Print all records exactly, leaving nothing out.

────────────────────

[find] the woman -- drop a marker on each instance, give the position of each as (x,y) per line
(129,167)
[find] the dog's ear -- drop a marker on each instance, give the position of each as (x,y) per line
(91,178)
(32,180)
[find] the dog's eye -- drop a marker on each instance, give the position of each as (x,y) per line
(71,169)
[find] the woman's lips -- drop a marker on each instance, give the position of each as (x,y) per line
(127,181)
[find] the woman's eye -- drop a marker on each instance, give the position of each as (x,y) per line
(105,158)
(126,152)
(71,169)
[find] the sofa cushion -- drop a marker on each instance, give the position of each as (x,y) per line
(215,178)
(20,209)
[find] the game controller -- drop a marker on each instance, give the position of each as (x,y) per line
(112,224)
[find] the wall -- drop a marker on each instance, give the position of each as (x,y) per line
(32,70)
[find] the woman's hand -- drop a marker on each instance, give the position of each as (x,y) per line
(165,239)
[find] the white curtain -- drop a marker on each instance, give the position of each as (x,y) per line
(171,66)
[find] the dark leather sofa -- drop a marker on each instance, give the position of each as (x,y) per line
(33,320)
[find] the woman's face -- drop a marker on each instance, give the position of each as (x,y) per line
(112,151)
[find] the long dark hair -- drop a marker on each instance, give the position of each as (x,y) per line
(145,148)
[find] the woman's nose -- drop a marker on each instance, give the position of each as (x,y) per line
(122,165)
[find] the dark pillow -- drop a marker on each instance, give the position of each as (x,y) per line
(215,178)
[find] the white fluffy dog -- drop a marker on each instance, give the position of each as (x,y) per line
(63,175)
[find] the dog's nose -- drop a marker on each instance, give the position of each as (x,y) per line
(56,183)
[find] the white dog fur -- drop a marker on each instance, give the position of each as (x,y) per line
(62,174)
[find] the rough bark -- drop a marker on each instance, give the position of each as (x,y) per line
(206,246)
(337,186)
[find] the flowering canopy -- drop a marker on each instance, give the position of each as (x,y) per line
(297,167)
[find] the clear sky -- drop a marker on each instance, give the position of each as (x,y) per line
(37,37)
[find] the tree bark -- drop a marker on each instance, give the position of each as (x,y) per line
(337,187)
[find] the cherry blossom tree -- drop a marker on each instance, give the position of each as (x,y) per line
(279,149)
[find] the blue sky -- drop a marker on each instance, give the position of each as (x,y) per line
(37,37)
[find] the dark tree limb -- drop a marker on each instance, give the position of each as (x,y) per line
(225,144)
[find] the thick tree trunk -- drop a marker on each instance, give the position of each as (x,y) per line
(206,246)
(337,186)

────────────────────

THE RESPONSE:
[find] the woman -- drop a marker on each instance, give the position of each as (x,y) per line
(129,167)
[find] the dog's ear -- drop a marker on each instance, give the position of each as (x,y) per line
(91,178)
(32,180)
[find] the dog's eye -- drop a marker on each instance, give the position of each as (x,y) per line
(71,169)
[find] the woman's lips -- drop a marker on each instance, give the position of each as (x,y) per line
(127,181)
[find] the woman's eye -- drop a marker on each instance, give the position of each as (x,y) per line
(105,158)
(126,152)
(71,169)
[find] the sofa cushion -- drop a marker on each instance, give the position of each as (x,y) per line
(215,178)
(20,209)
[find] the game controller -- drop a marker on each instance, give the position of each as (x,y) per line
(112,224)
[find] the wall -- drop a marker on each instance, give the position of each as (x,y) per line
(32,70)
[find] the woman's hand -- drop a marker on each instance, give the position of each as (x,y) per line
(165,239)
[find] the white curtain -- drop a marker on each instance, give the position of each as (x,y) per line
(171,66)
[find] the dark leather sofa -- drop a marker on each instance, give the position of each as (x,y) per line
(33,320)
[find] the woman's face -- drop a marker on each instance, give the position of each as (x,y) per line
(112,151)
[find] the long dark hair -- drop a marker on each instance, give the position of each as (x,y) per line
(145,148)
[find] the woman's nose -- drop a marker on each instance, give the position of each as (x,y) per line
(122,165)
[find] the dark pillow -- drop a marker on each instance, give the position of each as (x,y) per line
(215,178)
[find] the white fluffy dog -- drop a marker on each instance, give the position of each as (x,y) per line
(63,175)
[find] the dog's nose -- drop a marker on each instance, give the position of each as (x,y) per line
(56,183)
[find] the white dog fur -- drop a marker on each instance, give the position of each as (x,y) per line
(62,174)
[find] the rough bark -- drop a marker on each instance, give the position of each as (x,y) per line
(206,246)
(337,186)
[find] the flowering canopy -- drop a marker on each instance, give the position of each as (x,y) per line
(297,167)
[find] the clear sky -- drop a marker on each instance, give the position of each as (x,y) per line
(37,37)
[find] the tree bark -- drop a marker on each instance, give the position of each as (x,y) per line
(337,187)
[find] the cherry blossom tree -- drop a marker on each instance, give the position of each as (x,y) per line
(279,149)
[find] the blue sky -- drop a marker on each instance, give the position of each as (x,y) per line
(37,37)
[find] the dark tree limb -- drop a marker on each instance, give the position of each as (x,y) per line
(225,144)
[find] the thick tree trunk -- drop a marker on each instance, give the position of each as (x,y) per line
(206,246)
(337,186)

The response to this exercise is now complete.